Work to be completed :: Collect every line in the entries below that contains the word "green", and list those lines in the order they appear.

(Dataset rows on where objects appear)

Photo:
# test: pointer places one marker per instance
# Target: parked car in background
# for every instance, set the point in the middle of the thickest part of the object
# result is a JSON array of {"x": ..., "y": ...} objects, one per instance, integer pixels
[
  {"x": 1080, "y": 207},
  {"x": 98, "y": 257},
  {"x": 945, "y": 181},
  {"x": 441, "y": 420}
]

---

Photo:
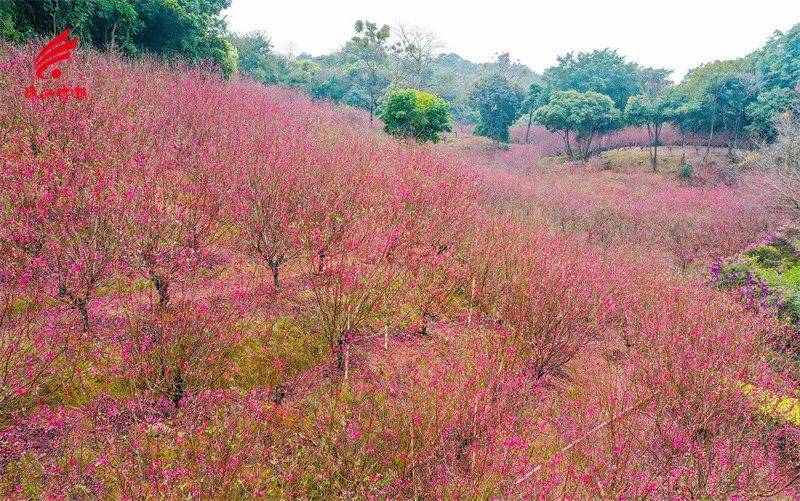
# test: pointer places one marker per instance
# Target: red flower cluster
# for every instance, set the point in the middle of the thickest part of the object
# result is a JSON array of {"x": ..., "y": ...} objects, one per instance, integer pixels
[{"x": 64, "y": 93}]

--

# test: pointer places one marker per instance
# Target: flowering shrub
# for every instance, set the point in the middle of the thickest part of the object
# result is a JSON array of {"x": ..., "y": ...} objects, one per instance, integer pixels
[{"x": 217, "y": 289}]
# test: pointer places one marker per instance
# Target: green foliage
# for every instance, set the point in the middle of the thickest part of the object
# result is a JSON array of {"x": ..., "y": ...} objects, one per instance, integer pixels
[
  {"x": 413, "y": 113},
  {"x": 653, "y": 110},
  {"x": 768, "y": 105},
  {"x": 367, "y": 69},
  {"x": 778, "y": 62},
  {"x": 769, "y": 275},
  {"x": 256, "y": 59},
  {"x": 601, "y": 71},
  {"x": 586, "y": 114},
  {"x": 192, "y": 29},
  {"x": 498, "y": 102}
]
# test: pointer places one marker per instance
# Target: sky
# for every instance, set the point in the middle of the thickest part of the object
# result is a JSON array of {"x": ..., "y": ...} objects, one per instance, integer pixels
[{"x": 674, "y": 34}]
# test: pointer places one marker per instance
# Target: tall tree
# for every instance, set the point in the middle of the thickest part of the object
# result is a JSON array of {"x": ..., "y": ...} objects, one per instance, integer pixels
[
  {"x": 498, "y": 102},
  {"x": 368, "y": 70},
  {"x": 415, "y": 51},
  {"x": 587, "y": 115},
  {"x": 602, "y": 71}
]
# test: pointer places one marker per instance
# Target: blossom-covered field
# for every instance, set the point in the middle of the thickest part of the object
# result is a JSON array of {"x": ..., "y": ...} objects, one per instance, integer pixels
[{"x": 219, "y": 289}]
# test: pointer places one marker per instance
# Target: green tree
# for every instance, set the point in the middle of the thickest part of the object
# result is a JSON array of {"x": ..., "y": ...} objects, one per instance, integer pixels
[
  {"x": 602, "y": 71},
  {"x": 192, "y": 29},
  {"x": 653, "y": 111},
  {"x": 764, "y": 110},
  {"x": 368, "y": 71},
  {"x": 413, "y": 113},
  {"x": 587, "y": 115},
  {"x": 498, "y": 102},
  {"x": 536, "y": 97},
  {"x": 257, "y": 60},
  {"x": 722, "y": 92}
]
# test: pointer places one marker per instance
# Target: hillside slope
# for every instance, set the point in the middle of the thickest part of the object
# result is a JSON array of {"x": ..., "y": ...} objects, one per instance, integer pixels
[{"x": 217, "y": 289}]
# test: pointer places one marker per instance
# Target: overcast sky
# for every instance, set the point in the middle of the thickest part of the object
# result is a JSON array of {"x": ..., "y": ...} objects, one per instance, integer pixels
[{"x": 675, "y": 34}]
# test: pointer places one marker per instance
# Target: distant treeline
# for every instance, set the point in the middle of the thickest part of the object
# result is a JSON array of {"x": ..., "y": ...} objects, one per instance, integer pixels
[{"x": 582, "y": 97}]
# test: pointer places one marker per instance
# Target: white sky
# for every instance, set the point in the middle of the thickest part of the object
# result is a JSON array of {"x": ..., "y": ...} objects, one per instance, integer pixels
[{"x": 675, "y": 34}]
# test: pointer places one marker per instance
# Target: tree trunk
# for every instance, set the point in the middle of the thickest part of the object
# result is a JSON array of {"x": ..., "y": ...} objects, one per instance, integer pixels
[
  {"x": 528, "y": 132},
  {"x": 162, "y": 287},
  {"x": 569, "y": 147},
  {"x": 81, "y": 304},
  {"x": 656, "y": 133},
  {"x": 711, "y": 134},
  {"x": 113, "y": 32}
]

Task result ::
# Target: green foliage
# Target: green tree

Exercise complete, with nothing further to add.